Today’s blockchains exist in isolation from each other and the outside world. This significantly limits their potential to achieve mainstream adoption. For blockchain to reach maximum potential, it needs to be able to interact with the outside world.
Oracles, which are third-party services that provide smart contracts with real-world connectivity, have been proposed to stand in this gap. But therein lies the problem. These third-party services are centralized. That means they have a single point of failure, making them no safer than any legacy digital system.
What if there could be a decentralized oracle system? Now that would be something. Chainlink is a project that provides a decentralized network of oracles to offer smart contracts with real-world data and info. The first and only one of its kind, the project has attained impressive success just three years into its launch.
Breaking Down Chainlink
Launched in 2017, Chainlink is a blockchain effort to connect external data with smart contracts on the blockchain. The Chainlink consists of a network of nodes that facilitate the introduction of smart contracts with real-world happenings and info that’s outside the chain. With this, Chainlink supports a variety of applications, including supplying smart contracts with all kinds of information ranging from bank interest rates to weather forecasts, election results, and sports scores.
On its website, the project describes itself as: “The Chainlink network provides reliable tamper-proof inputs and outputs for complex smart contracts on any blockchain.”
How Does Chainlink Work?
Chainlink’s main plan is to create a bridge between on-chain smart contracts and the off-chain. For this to happen, the network has an on-chain mechanism that interacts with an off-chain mechanism.
Chainlink’s on-chain architecture comprises smart contracts and oracles that transmit data from external sources to the chain. Oracles take user requests for outside data and submit it to the network via a requesting contract.
The Chainlink protocol responds by creating a corresponding smart contract (Chainlink Service Level Agreement (SLA Contract) to acquire this off-chain data. The Chainlink SLA Contract then creates three sub-contracts: a reputation contract, an order-matching contract, and an aggregating contract.

● Required tasks
A. In one to three sentences, explain why the Chainlink article considers third-party oracle services a problem.
B. Which three sub-contracts does the Chainlink SLA Contract create, according to the Chainlink article?
The entries after this point are not needed for the work here.

● Supplied records
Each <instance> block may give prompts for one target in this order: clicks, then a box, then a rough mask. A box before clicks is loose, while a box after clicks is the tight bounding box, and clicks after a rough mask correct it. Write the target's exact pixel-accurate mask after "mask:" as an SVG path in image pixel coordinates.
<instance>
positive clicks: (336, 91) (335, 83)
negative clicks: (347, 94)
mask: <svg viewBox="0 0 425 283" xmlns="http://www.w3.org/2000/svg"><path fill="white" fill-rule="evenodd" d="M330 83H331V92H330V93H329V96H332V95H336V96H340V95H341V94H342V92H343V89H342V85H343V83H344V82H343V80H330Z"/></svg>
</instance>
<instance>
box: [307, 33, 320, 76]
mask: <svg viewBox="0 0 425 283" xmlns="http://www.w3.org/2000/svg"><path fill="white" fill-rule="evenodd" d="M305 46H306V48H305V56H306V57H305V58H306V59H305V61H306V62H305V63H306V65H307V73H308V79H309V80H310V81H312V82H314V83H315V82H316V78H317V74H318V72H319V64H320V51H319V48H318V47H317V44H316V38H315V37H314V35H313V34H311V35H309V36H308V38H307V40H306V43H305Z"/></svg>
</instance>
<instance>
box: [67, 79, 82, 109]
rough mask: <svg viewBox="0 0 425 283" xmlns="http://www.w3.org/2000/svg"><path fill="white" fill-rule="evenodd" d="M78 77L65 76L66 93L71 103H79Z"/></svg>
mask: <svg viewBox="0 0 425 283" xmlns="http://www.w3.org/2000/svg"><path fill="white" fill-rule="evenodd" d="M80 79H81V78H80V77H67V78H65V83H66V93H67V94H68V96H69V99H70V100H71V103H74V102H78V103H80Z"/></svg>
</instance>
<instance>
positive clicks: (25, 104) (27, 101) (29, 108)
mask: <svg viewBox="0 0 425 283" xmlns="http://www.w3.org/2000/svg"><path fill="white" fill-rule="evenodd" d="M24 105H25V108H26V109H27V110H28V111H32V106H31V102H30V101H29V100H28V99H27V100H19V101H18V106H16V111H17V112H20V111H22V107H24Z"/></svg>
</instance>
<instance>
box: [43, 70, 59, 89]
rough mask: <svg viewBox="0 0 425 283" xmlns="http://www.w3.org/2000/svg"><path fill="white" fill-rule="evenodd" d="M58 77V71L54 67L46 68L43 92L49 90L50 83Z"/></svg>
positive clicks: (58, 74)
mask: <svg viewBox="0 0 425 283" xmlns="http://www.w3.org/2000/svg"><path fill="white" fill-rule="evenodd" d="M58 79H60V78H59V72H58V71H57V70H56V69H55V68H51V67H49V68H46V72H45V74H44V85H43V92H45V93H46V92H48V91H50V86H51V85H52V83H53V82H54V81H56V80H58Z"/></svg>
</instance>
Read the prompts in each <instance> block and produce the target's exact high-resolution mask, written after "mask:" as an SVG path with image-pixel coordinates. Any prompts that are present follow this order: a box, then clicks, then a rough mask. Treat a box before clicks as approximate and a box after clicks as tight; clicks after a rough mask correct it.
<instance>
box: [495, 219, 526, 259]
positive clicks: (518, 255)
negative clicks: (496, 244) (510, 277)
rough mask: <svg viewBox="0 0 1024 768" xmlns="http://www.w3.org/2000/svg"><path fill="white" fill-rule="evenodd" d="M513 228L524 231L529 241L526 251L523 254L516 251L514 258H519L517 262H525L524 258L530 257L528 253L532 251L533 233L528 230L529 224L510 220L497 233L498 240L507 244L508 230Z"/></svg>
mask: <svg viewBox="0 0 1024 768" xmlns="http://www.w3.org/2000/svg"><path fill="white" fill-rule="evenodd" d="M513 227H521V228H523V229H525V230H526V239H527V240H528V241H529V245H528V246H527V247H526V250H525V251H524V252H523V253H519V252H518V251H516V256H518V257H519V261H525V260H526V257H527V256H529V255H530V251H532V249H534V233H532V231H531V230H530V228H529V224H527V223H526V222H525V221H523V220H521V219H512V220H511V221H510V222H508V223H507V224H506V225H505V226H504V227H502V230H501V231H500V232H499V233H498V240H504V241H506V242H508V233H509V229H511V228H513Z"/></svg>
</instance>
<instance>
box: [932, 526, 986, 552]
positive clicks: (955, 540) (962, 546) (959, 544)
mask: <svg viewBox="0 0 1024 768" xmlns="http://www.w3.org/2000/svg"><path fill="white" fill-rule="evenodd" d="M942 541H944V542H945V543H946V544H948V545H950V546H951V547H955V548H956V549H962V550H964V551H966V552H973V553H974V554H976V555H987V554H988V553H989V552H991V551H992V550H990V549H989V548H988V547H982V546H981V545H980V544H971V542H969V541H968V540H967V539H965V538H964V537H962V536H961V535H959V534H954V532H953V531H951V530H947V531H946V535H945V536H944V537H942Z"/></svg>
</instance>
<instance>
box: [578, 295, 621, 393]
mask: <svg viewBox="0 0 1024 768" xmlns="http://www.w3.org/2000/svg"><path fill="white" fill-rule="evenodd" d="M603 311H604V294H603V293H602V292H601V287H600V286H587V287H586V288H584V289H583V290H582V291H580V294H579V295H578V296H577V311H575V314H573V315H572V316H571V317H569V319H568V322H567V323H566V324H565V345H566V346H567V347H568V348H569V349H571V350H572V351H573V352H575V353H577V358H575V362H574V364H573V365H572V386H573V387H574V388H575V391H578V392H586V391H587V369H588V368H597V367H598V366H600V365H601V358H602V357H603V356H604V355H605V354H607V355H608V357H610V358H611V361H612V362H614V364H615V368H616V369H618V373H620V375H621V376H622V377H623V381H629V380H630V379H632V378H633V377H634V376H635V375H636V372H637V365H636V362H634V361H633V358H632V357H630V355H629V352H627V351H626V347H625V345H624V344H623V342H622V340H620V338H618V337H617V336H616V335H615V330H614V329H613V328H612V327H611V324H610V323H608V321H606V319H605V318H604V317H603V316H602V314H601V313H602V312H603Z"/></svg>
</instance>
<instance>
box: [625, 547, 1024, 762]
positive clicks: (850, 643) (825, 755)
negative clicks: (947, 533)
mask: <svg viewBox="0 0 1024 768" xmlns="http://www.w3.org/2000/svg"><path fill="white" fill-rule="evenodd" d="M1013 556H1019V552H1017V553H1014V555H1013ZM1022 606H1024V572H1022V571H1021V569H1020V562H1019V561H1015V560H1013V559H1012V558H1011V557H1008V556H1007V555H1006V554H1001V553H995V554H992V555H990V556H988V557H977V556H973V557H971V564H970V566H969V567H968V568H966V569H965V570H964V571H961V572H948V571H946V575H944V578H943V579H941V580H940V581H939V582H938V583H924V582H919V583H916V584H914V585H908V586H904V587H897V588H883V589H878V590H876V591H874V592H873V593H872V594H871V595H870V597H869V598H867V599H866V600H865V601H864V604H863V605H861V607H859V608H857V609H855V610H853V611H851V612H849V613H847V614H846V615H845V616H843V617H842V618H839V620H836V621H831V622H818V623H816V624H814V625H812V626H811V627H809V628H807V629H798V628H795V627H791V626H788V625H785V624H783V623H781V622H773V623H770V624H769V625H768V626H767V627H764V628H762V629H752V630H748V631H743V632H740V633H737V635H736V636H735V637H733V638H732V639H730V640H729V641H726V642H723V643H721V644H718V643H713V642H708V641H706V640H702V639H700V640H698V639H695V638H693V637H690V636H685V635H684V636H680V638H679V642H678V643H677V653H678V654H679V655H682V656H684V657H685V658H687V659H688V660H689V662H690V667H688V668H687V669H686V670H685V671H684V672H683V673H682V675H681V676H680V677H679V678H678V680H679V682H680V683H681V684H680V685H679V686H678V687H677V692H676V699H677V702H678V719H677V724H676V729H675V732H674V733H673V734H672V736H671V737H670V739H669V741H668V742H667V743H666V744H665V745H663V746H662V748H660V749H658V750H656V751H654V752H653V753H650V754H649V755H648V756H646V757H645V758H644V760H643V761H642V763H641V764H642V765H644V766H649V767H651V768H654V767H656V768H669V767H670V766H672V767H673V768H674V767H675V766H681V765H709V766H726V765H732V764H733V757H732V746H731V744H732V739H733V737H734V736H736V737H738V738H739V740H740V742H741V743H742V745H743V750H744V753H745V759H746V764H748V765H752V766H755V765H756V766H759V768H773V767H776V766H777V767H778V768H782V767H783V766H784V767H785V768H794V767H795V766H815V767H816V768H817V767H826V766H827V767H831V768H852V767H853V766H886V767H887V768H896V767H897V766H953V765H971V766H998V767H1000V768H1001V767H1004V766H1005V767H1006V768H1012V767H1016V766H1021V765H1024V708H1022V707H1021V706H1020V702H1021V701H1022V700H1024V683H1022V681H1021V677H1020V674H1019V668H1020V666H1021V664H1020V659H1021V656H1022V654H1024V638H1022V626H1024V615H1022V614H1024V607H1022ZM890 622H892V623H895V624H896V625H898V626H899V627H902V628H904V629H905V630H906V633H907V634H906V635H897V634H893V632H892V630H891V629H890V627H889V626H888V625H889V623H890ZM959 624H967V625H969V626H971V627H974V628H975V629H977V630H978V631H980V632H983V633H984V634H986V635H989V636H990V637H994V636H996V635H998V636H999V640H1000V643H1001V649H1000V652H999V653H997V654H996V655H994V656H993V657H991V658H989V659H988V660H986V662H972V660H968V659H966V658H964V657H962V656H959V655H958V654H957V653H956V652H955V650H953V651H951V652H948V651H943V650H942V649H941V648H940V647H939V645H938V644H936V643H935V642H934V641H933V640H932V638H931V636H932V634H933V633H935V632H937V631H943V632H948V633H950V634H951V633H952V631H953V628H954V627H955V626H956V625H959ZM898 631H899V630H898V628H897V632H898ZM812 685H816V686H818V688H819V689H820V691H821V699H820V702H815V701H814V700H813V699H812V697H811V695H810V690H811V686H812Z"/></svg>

● Task-by-task results
A. These third-party services are centralized, so they have a single point of failure. That makes them no safer than any legacy digital system.

B. A reputation contract, an order-matching contract, and an aggregating contract.